Required work —
Using the entries that follow, state how many lines contain the word "shard". The response is that number and nothing more.

========================

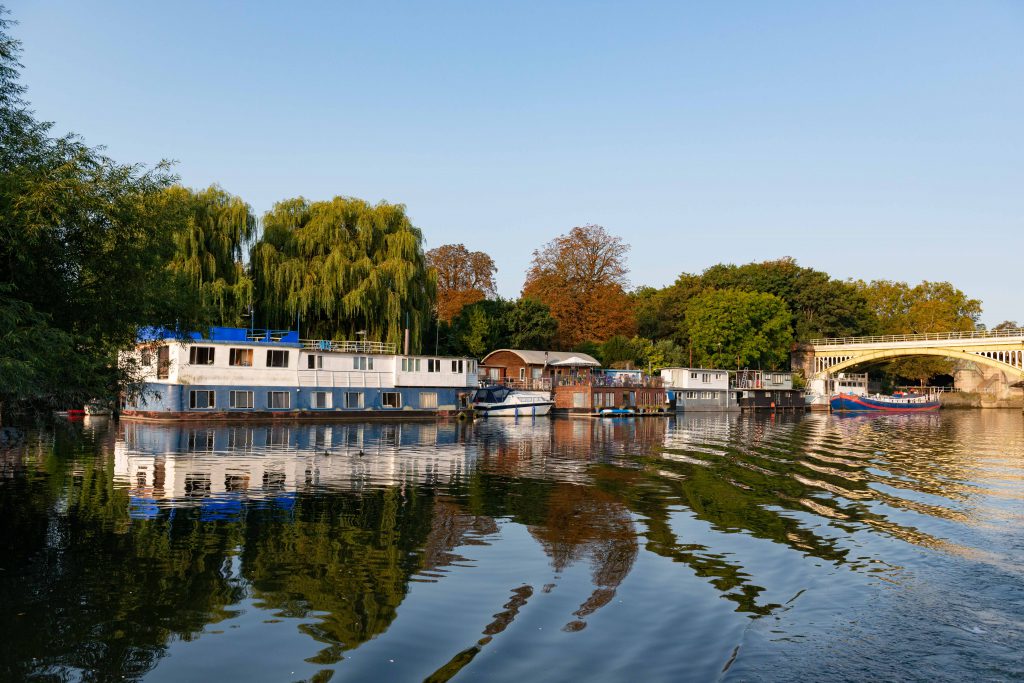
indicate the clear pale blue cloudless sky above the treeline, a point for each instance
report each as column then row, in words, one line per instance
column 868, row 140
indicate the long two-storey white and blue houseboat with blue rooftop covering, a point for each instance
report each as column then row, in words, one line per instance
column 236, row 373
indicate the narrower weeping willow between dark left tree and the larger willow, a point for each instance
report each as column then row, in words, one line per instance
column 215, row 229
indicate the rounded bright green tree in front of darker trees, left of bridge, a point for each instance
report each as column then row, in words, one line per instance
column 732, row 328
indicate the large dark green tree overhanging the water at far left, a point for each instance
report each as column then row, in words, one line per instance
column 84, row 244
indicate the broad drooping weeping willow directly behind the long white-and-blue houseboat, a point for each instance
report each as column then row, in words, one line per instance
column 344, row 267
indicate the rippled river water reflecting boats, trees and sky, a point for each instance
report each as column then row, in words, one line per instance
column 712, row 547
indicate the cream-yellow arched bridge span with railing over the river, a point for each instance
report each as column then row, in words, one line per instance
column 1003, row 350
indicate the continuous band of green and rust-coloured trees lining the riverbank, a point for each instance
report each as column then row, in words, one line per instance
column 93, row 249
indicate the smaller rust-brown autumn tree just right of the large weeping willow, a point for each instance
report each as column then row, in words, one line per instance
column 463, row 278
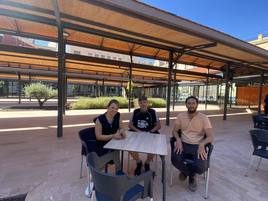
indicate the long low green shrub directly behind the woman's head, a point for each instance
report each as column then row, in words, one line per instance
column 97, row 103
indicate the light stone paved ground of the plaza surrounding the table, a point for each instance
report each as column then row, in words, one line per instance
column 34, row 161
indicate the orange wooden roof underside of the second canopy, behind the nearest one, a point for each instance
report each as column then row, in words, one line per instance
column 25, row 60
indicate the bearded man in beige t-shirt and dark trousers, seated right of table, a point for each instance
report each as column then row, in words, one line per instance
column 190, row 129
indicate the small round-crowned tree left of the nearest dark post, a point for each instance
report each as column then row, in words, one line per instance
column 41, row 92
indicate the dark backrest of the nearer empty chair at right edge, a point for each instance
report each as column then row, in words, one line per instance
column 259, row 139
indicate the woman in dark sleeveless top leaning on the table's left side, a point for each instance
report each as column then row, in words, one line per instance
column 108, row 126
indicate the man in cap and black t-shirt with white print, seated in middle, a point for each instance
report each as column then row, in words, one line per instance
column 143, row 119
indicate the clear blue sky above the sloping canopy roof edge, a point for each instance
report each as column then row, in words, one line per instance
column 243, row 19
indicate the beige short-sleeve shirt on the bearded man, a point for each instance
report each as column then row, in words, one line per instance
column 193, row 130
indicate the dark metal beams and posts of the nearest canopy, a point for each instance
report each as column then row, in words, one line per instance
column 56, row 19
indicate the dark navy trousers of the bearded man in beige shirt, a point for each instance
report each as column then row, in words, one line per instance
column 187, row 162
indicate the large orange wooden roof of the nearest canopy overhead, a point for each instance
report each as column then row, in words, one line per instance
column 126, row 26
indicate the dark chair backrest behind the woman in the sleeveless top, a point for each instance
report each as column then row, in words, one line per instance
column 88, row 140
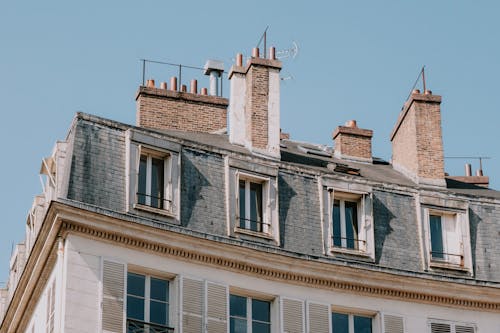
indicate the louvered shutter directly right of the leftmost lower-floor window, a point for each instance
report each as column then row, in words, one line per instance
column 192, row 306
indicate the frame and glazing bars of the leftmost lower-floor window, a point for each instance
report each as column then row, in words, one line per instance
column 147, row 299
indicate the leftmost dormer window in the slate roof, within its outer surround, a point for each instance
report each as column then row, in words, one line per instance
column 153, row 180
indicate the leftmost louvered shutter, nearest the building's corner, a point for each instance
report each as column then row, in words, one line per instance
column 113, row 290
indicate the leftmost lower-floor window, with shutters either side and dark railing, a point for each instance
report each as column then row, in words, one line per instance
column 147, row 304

========================

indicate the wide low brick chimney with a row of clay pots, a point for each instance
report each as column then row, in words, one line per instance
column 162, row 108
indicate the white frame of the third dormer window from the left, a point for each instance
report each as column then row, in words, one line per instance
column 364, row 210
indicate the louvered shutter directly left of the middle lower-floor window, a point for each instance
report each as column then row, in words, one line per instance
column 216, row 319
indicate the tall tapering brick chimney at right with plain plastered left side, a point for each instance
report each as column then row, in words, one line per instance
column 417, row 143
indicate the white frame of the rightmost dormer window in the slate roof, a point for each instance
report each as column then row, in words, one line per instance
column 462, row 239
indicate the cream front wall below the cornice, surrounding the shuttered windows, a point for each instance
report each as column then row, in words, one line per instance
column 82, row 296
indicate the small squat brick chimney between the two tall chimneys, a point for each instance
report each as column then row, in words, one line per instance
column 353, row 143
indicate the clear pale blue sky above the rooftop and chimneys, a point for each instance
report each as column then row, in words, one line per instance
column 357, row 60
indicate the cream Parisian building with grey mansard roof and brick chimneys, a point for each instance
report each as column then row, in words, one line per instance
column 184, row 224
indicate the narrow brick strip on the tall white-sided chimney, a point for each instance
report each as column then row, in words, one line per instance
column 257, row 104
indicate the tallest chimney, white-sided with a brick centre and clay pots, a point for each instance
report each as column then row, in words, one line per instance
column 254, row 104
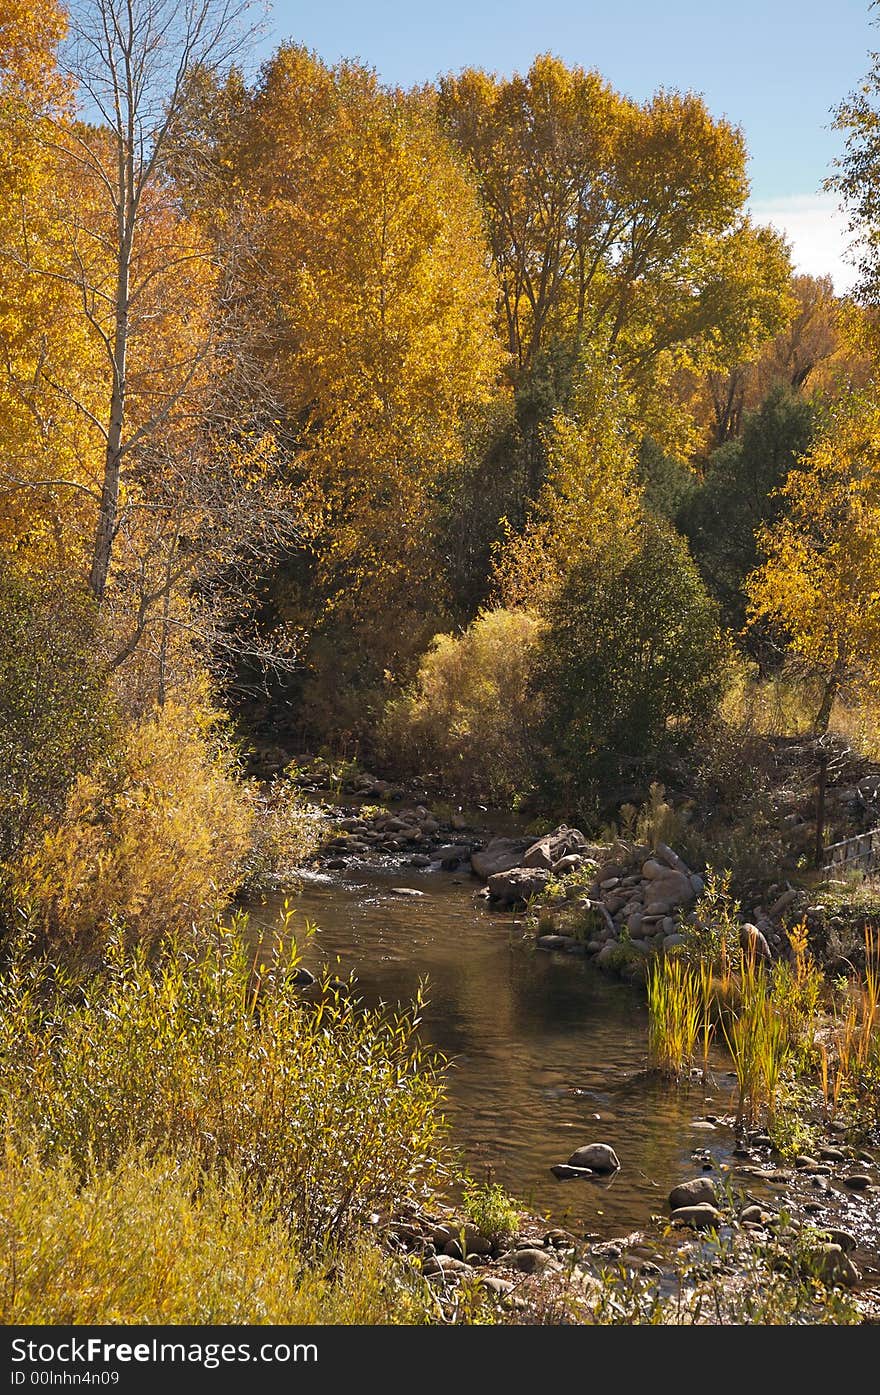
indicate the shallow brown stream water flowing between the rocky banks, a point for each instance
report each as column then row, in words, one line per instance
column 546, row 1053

========================

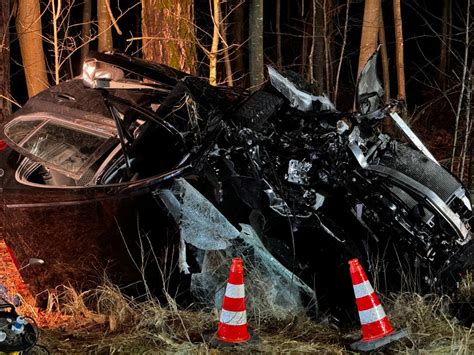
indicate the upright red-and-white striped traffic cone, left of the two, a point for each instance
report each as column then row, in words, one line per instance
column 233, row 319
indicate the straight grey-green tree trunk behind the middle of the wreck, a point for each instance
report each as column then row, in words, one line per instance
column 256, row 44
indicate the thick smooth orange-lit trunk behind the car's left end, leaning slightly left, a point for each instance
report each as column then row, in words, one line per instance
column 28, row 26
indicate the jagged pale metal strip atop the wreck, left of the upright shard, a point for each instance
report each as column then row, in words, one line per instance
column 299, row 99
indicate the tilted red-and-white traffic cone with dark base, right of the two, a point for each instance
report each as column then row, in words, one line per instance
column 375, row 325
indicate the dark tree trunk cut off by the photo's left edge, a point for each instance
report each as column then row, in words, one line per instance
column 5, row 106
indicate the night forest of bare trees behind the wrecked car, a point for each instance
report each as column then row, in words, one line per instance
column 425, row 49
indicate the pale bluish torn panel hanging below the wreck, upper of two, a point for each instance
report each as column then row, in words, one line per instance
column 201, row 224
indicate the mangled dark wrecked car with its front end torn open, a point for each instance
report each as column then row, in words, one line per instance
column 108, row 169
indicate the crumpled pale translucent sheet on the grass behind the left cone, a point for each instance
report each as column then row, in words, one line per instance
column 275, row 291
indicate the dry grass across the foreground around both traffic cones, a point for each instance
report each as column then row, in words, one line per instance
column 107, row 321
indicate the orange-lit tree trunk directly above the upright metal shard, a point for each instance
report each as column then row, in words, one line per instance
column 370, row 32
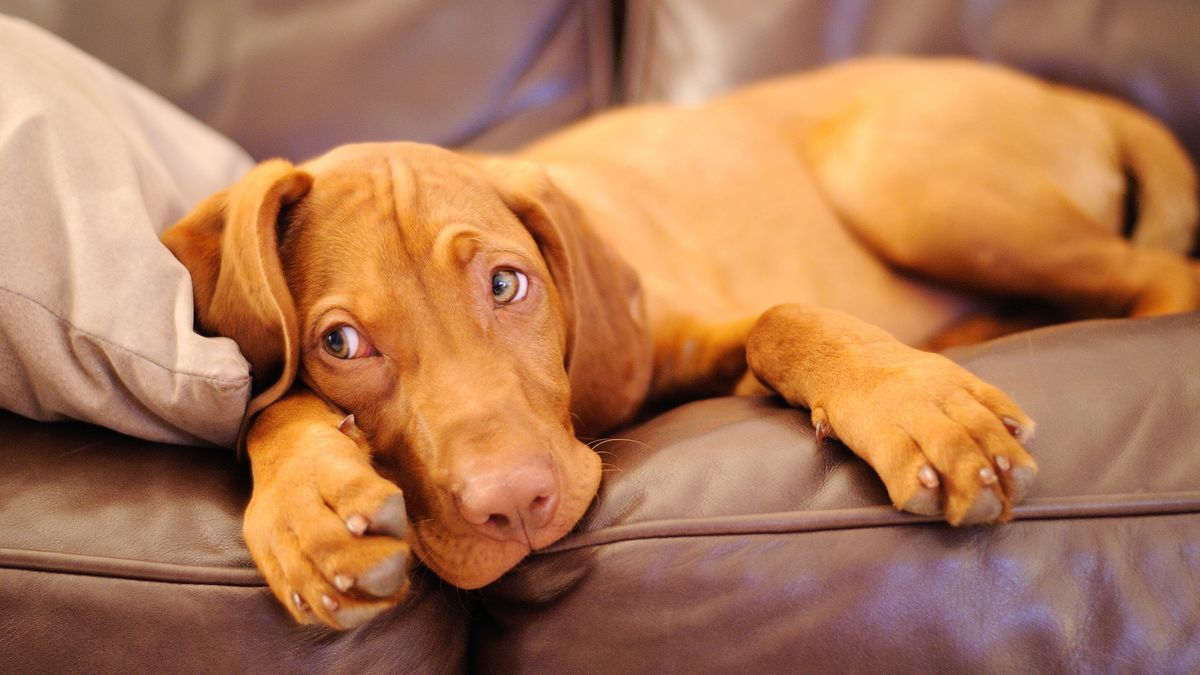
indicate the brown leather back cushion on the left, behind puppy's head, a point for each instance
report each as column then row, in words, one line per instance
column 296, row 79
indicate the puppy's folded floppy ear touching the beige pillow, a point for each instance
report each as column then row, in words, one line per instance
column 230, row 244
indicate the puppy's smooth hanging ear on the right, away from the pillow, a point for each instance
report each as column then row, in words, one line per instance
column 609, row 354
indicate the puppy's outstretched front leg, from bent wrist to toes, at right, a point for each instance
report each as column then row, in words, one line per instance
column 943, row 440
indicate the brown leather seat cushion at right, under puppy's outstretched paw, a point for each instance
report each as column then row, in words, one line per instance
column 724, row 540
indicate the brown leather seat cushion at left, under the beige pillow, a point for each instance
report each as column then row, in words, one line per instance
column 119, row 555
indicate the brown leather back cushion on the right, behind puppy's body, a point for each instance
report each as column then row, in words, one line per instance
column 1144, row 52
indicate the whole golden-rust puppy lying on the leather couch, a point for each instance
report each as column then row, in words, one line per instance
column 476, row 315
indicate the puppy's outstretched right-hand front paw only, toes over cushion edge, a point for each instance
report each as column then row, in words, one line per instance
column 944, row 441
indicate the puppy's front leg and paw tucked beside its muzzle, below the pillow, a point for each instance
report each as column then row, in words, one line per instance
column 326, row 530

========================

Written response —
2